▶ _What to produce_
Reproduce every entry exactly as written.

▶ _Provided records_
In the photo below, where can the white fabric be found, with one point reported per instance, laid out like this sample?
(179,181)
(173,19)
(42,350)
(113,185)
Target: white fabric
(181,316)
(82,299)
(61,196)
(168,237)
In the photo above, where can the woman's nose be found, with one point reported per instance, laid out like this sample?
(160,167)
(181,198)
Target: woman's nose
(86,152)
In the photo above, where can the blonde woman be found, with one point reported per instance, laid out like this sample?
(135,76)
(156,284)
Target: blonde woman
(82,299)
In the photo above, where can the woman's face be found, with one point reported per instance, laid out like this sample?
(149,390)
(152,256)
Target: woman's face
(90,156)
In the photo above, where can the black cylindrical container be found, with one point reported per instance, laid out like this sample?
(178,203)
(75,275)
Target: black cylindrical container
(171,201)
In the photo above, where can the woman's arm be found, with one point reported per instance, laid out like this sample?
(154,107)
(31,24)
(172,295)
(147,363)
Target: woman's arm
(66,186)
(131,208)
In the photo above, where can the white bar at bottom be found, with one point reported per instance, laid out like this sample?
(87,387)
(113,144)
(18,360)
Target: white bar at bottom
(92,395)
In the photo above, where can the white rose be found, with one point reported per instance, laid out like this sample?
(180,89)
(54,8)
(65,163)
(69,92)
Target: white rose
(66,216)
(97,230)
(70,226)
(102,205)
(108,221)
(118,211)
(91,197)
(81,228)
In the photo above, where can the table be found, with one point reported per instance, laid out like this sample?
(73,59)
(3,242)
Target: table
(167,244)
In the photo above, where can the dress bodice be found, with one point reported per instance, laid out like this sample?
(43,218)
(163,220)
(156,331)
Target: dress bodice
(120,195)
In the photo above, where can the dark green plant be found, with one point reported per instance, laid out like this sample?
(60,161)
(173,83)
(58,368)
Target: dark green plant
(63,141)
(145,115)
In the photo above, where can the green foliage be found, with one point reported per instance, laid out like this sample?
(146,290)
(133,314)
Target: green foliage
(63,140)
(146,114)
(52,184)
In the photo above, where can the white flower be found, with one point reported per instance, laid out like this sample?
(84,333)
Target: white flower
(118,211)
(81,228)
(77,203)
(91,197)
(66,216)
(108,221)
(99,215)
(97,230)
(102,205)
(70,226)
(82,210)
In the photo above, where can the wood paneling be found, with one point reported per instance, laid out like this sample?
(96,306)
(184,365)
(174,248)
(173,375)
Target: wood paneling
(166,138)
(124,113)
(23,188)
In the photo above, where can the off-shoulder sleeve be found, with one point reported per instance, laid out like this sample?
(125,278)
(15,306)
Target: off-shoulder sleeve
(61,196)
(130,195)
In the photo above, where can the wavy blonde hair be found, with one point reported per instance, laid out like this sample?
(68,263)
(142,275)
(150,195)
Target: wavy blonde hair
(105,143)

▶ _Written response_
In the photo below, where can the white fabric be found, with one point reported per instance, laid out like this sample?
(179,181)
(173,19)
(42,350)
(113,185)
Target: white fabric
(181,316)
(82,299)
(61,196)
(168,237)
In the photo above, where can the woman's nose be found, with one point reported per instance, laid out like this sample?
(160,167)
(181,198)
Target: woman's nose
(86,152)
In the photo above, where can the blonde woman be found, with one point reported per instance, laid out like this sample?
(135,76)
(156,284)
Target: blonde woman
(82,299)
In the photo above, where can the woman's face be found, with one point reported per instance, laid out like this sample?
(149,390)
(152,256)
Target: woman's face
(90,156)
In the photo above, where can the black cylindrical container be found, with one point reported per instance, laid out like this sample?
(178,203)
(75,275)
Target: black cylindrical container
(171,201)
In the photo above, where can the woman's arm be found, with one point reported per instance, laid out like this sample?
(154,107)
(31,24)
(172,295)
(147,363)
Target: woman's arm
(66,186)
(131,208)
In the photo above, where can the white bar at bottom be found, with one point reported per instance, laid out like this sample?
(87,387)
(113,144)
(18,360)
Target: white bar at bottom
(92,395)
In the photo above, where can the white rose be found, with one point reported per instance, laid out like this sample?
(180,89)
(54,8)
(65,163)
(69,92)
Target: white rose
(66,216)
(97,230)
(70,226)
(102,205)
(108,221)
(118,211)
(91,197)
(81,228)
In the photo above, where can the table be found, with one point reported per instance, laid out like this sample?
(73,59)
(3,242)
Target: table
(167,244)
In the photo above, where can the dress bodice be found, with one point reported per instance, laid out like this sample?
(43,218)
(163,220)
(156,331)
Target: dress bodice
(120,195)
In the photo above, where can the dark green plant be found, with one point reported per instance, laid out like this sample?
(60,161)
(173,83)
(58,368)
Target: dark green plant
(63,141)
(145,115)
In the photo above, where can the green foliage be found, with one point reported per instance, laid out like this sample?
(146,290)
(133,314)
Target: green foliage
(63,140)
(146,114)
(52,184)
In the photo above, where can the white flower be found, with one point reported per instance, laid out like this sample?
(84,333)
Target: white flower
(118,211)
(81,228)
(77,203)
(91,197)
(66,216)
(108,221)
(99,215)
(97,230)
(102,205)
(70,226)
(82,210)
In the photo above, where can the wood paneling be found, with one point reported per instance, laid out like this sample?
(96,306)
(184,365)
(174,248)
(173,375)
Target: wood paneling
(166,138)
(124,113)
(23,188)
In the photo above, where can the off-shoulder sleeve be found, with one point reported per instance, laid out like this sample?
(125,278)
(15,306)
Target: off-shoulder sleeve
(61,196)
(130,195)
In the photo above, where can the wavy blonde hair be found, with one point reported per instance, laid out like this sample?
(68,263)
(142,275)
(150,195)
Target: wavy blonde hair
(105,143)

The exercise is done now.